**Your objective**
Write out each record again exactly as it stands.

....................

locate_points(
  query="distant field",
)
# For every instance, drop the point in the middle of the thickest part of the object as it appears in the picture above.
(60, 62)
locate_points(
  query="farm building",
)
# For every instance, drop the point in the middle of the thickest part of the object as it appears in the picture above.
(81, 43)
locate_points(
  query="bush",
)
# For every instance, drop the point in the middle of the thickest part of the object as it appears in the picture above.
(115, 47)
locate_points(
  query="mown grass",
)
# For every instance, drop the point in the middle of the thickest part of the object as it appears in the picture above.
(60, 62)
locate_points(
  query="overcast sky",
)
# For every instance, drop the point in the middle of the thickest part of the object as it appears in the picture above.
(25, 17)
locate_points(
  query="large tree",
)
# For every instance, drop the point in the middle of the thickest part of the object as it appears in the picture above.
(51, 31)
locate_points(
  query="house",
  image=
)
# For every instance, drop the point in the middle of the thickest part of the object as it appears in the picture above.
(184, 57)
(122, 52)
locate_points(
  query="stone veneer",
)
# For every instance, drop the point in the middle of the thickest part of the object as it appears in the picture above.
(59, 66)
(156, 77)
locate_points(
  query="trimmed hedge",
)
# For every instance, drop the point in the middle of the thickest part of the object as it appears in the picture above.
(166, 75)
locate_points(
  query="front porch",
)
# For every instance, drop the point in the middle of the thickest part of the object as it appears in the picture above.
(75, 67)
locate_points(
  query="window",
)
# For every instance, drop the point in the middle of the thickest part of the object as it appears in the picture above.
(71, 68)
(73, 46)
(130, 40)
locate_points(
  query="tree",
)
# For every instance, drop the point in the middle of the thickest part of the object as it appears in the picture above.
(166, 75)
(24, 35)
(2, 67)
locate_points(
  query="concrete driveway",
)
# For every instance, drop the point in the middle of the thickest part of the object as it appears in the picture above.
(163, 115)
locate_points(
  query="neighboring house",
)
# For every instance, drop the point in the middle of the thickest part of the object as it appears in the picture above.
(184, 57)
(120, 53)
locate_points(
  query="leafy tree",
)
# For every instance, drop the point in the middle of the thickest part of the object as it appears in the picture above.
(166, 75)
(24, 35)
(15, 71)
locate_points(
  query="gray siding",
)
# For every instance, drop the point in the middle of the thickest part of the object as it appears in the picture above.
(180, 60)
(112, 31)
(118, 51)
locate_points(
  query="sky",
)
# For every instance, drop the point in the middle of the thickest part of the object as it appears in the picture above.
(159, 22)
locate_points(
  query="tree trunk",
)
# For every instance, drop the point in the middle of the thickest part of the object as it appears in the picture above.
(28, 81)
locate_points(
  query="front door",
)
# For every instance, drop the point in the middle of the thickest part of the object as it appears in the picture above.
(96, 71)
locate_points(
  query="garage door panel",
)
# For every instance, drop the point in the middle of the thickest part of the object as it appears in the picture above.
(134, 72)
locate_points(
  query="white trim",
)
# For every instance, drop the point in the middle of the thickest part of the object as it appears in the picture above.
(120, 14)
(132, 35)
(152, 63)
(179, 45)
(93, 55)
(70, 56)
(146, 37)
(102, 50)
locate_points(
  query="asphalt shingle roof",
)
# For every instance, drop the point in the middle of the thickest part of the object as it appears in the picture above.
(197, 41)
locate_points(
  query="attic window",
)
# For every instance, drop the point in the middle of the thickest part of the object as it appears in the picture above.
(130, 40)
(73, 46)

....................

**Completed task**
locate_points(
  query="distant field",
)
# For every instance, drop the point in the middle of the thickest part of the object as it appears in the picture above.
(60, 62)
locate_points(
  query="farm building",
)
# For every instance, drop the point in the middle of the thickest part of the object as it appears in the picture above.
(81, 43)
locate_points(
  query="bush",
)
# For every instance, drop the point in the middle of the thickest part of the object as it appears in the picture above.
(115, 47)
locate_points(
  query="mown grass",
)
# For every instance, drop the point in the middle of the thickest part of the object as it appears in the picture above.
(60, 62)
locate_points(
  query="overcast sky",
)
# For every instance, drop the point in the middle of the thickest part of the object as it appears in the picture above.
(25, 17)
locate_points(
  query="large tree",
)
# For every instance, drop the point in the middle of the thickest part of the object as it appears in the picture above.
(51, 31)
locate_points(
  query="house",
  image=
)
# For every instance, drop the point in the middle of the thickest part of the object as it appears in the picture above.
(184, 57)
(122, 52)
locate_points(
  query="stone veneer",
)
# For every instance, drop the point in the middle of the thickest part of the object as it appears in the picture above.
(59, 66)
(156, 77)
locate_points(
  query="trimmed hedge",
)
# For every instance, drop the point in the middle of the thickest part of the object as it appears in the picture above.
(166, 75)
locate_points(
  query="front porch",
)
# For every instance, drop the point in the middle of the thickest part of the object as it appears in the picture above.
(75, 67)
locate_points(
  query="window",
)
# For every instance, drop the point in the middle of the thickest part of the object as it appears in the picture above.
(71, 68)
(73, 46)
(130, 40)
locate_points(
  query="tree",
)
# For every instance, drop the point in the middle of the thickest part of the object as it appears in the picture above.
(166, 75)
(24, 35)
(2, 67)
locate_points(
  query="concrete driveway",
)
# For every instance, drop the point in the middle of the thickest part of the object as it appears in the picture above.
(163, 115)
locate_points(
  query="neighboring house",
)
# For every instance, drop the point in the middle of the thickest part of the object as it appears in the picture above.
(184, 57)
(120, 53)
locate_points(
  query="leafy tree",
)
# For every instance, drop the point in the middle of the thickest part of the object as it appears in the picture above.
(166, 75)
(24, 35)
(15, 71)
locate_points(
  query="gray siding",
)
# For every instance, drop the point in the middle of the thickest part of the object as it appears in the picture above.
(180, 60)
(112, 31)
(118, 51)
locate_points(
  query="sky",
)
# For every instance, drop the point in the middle of the thickest part of the object as it appears in the picture above.
(159, 22)
locate_points(
  query="tree trunk",
)
# For every instance, drop the point in the middle of the thickest part of the object as it appears in the picture above.
(28, 81)
locate_points(
  query="front door",
)
# For every instance, drop the point in the middle of the thickest part of the object as it appears in the picture above.
(96, 71)
locate_points(
  query="garage door panel",
)
# For every instance, drop the point in the middle of the thickest part of the object as it appears in the picture above.
(134, 72)
locate_points(
  query="white trim",
)
# For every instance, drop the point in the middle of the thickest part of the object as it appears in the picture above.
(120, 14)
(132, 35)
(152, 63)
(179, 45)
(93, 55)
(70, 56)
(146, 37)
(102, 50)
locate_points(
  query="asphalt shingle roof",
)
# For every instance, drop the point in the middle of the thickest part of the object as it appears in the picture above.
(197, 41)
locate_points(
  query="attic window",
)
# For every instance, drop the point in the middle of the thickest part of the object as it appears in the picture above.
(130, 40)
(73, 46)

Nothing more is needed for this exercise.